(Natural language region descriptions)
********
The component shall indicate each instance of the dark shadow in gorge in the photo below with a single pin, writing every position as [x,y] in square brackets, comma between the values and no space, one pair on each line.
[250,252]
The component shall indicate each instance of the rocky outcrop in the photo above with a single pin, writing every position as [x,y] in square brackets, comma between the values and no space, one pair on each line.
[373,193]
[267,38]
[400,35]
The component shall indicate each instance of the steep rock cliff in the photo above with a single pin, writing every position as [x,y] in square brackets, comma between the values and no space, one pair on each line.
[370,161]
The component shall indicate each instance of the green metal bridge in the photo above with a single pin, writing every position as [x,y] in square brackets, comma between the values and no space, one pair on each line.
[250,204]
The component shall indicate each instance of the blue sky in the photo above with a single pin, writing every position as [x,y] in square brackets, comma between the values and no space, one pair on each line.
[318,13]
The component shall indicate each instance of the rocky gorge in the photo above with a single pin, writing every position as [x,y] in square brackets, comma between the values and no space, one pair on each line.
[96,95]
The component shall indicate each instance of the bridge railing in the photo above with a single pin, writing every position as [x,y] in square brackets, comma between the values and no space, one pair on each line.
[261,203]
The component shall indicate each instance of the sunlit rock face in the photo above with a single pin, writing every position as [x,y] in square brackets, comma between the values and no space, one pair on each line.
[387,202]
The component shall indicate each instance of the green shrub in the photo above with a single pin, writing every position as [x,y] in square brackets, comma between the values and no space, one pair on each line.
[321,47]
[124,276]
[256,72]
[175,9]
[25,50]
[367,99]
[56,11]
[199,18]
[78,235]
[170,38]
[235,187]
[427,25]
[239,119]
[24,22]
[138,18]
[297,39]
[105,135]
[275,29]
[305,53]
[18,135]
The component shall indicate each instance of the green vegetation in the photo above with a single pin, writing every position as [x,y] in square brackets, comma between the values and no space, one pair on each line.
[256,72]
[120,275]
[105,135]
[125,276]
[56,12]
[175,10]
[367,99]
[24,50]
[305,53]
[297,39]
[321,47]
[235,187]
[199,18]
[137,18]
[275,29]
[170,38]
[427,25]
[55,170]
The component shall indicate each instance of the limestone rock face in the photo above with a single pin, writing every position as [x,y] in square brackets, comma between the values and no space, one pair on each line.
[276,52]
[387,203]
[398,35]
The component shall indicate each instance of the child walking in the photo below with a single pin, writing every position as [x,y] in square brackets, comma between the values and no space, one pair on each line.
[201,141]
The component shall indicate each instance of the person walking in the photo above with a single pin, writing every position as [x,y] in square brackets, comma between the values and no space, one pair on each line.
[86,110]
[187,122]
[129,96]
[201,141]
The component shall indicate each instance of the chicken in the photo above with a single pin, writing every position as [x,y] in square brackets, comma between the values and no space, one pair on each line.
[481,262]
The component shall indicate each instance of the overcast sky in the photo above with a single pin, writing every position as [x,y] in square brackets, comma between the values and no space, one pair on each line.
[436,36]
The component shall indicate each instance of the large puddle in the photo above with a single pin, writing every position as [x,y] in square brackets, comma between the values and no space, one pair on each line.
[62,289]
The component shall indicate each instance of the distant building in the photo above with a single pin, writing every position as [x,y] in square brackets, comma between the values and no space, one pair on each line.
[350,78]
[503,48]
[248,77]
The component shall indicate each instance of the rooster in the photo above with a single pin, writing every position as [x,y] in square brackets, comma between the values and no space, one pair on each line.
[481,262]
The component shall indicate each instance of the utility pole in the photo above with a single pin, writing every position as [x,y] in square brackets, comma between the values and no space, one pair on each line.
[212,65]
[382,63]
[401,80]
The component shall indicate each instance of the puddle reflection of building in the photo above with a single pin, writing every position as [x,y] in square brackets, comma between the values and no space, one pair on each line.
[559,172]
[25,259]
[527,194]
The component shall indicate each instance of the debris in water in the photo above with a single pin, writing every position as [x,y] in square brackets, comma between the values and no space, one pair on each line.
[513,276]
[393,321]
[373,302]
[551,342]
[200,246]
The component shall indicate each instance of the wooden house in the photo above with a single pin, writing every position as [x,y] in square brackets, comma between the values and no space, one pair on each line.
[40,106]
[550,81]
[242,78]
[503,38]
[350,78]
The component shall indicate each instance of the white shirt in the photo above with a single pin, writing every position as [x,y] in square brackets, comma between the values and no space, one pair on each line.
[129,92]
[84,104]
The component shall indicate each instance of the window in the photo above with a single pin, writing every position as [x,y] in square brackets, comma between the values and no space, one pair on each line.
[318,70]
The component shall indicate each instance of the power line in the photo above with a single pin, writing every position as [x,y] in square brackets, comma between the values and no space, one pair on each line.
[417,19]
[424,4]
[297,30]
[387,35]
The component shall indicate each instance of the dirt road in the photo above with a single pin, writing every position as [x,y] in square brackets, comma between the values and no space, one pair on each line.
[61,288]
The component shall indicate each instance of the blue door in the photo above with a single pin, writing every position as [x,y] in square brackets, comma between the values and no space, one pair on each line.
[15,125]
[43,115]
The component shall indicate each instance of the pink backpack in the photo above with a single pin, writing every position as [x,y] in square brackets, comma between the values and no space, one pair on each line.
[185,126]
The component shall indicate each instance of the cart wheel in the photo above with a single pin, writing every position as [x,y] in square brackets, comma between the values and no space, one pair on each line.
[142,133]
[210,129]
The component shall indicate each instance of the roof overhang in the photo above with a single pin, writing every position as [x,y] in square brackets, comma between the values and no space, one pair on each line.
********
• Activity
Every entry should be given again exactly as written.

• Task result
The component shall indicate each instance of the dark shadow in gorge in the photo below with a single pin, writing every position as [x,y] in square brackets, comma between the values and no space, one pair on each line.
[250,252]
The component shall indicate each instance of the rocky outcrop in the photo above with a single pin, writing every position as [x,y] in square brackets, comma between the values and no space, one pair on each line.
[373,193]
[267,38]
[400,35]
The component shall indicate each instance of the steep rock cliff in the photo above with a single pin, writing every position as [x,y] in square brackets, comma between the values and no space, one pair on each line.
[370,161]
The component shall indicate each instance of the green metal bridge in the photo above with a single pin, writing every position as [x,y] in square brackets, comma between the values and no space, one pair on each line.
[250,204]
The component shall indicate each instance of the blue sky in the photo above with a single pin, writing every position as [x,y] in square brackets, comma between the values and no space, one pair on each line.
[318,13]
The component shall indicate each instance of the rocky gorge in the photo above with a single pin, writing every position as [x,y] in square brackets, comma between the values and no space, one pair on each line.
[96,95]
The component shall indicate each instance of the bridge railing in the photo above with a single pin, writing every position as [x,y] in square brackets, comma between the values and no space, one pair on each line.
[261,203]
The component shall indicate each instance of the sunlit rock face in the photo above with a single pin, writing every position as [x,y] in square brackets, comma between the values and no space, one pair on each line.
[387,202]
The component shall indicate each instance of the green shrub in the photo above with a single pin, writing every position as [x,y] in square brackets, comma between the values and no space, one pair on each line.
[321,47]
[124,276]
[256,72]
[175,9]
[25,50]
[367,99]
[56,11]
[199,18]
[78,235]
[170,38]
[235,187]
[427,25]
[239,119]
[24,22]
[138,18]
[297,39]
[105,135]
[275,29]
[305,53]
[18,135]
The component shall indicate each instance of the green vegetation in the photo above with a single pin, writing every position as [x,y] in square brackets, comma between the values and no space, one pair on each line.
[256,72]
[120,275]
[105,135]
[125,276]
[56,12]
[175,10]
[367,99]
[24,50]
[305,53]
[297,39]
[321,47]
[235,187]
[199,18]
[137,18]
[275,29]
[170,38]
[427,25]
[55,170]
The component shall indicate each instance of the limestone rock face in the photo above with a single pin, writing every position as [x,y] in square brackets, comma between the values and no space, one pair on each line.
[276,52]
[387,203]
[398,35]
The component shall indicate each instance of the child walking in the photo below with a single pin, writing every position as [x,y] in square brackets, comma between the values and no space, one pair on each line.
[201,141]
The component shall indicate each instance of the person walking in the photo above with a single pin, writing every position as [x,y] in square brackets, comma between the values and no space, one pair on each line.
[86,110]
[187,122]
[129,96]
[201,141]
The component shall indicate each instance of the chicken in the photo above with a single pin, writing every position as [x,y] in square brackets, comma between the values and no space, one pair on each line.
[481,262]
The component shall indicate each instance of the overcast sky in the photo above with a single pin, writing every position as [x,y] in square brackets, comma between the values and no space, one pair on each line.
[436,36]
The component shall indicate each instance of the large puddle in the photo above with a single pin, writing every position as [x,y] in square brackets, comma between the values and no space, one pair on each line.
[62,289]
The component shall indicate each instance of the distant building in the photo above with a single pin, writing every position as [x,y] in square brackets, comma between the values and no space, one pair on each line.
[350,78]
[503,48]
[248,77]
The component shall indicate each instance of the rooster in the photo above with a single pin, writing every position as [x,y] in square brackets, comma between the values and no space, one pair on each line.
[481,262]
The component shall indicate each instance of the utility pole in the photo above with a single pin, writing every position as [x,y] in square brackets, comma between the values and no space, one pair on each line.
[212,65]
[382,63]
[401,80]
The component shall indicate each instance of the puddle reflection of building in the photo above with a single pin, writing every position as [x,y] in square brackets, comma between the values and no space, one pair on each line.
[559,172]
[25,259]
[527,194]
The component shall indicate each instance of the debris in water in the photo above with a single pin, writing every position as [x,y] in square brackets, comma between the values and no space, one pair on each line.
[513,276]
[393,321]
[373,302]
[551,342]
[200,246]
The component shall indicate each instance of the wooden house in the photo above with a single pin, writing every position as [x,y] in square brackets, comma between the values and no space, one pair on each line.
[40,106]
[550,81]
[242,78]
[503,38]
[350,78]
The component shall indicate each instance of the white shirt in the photo above with a single pin, writing every position as [x,y] in square brackets, comma between the values and no space, one pair on each line.
[129,92]
[84,104]
The component shall indicate each instance of the window in the photo above with a single pin, writing every position as [x,y] in square brackets, comma between the values and no space, one pair on each line.
[318,70]
The component shall indicate each instance of the power line in the photo above with a single pin, writing every position as [x,y] in square brackets, comma between the values and no space, one pair on each line.
[417,19]
[424,4]
[297,30]
[387,35]
The component shall indicate each instance of the dirt road in the photo above with a single pin, writing every position as [x,y] in square brackets, comma between the values and no space, one pair on each line.
[61,288]
The component shall indicate each instance of the blue door in the photo above with a single pin, writing every position as [x,y] in square brackets, comma between the values and no space, one pair on each line.
[15,125]
[43,115]
The component shall indicate each instance of the pink backpack in the photo above with a single pin, writing every position as [x,y] in square brackets, comma between the values and no space, one pair on each line.
[185,126]
The component shall indicate each instance of the cart wheel in the photo above with a single pin, writing every position as [x,y] in square brackets, comma between the values and no space, one pair on each line.
[142,133]
[210,129]
The component shall indicate each instance of the roof overhang in the photo above with a single pin, writing every position as [x,y] in square brackets, comma between the values and no space, one pair on each line.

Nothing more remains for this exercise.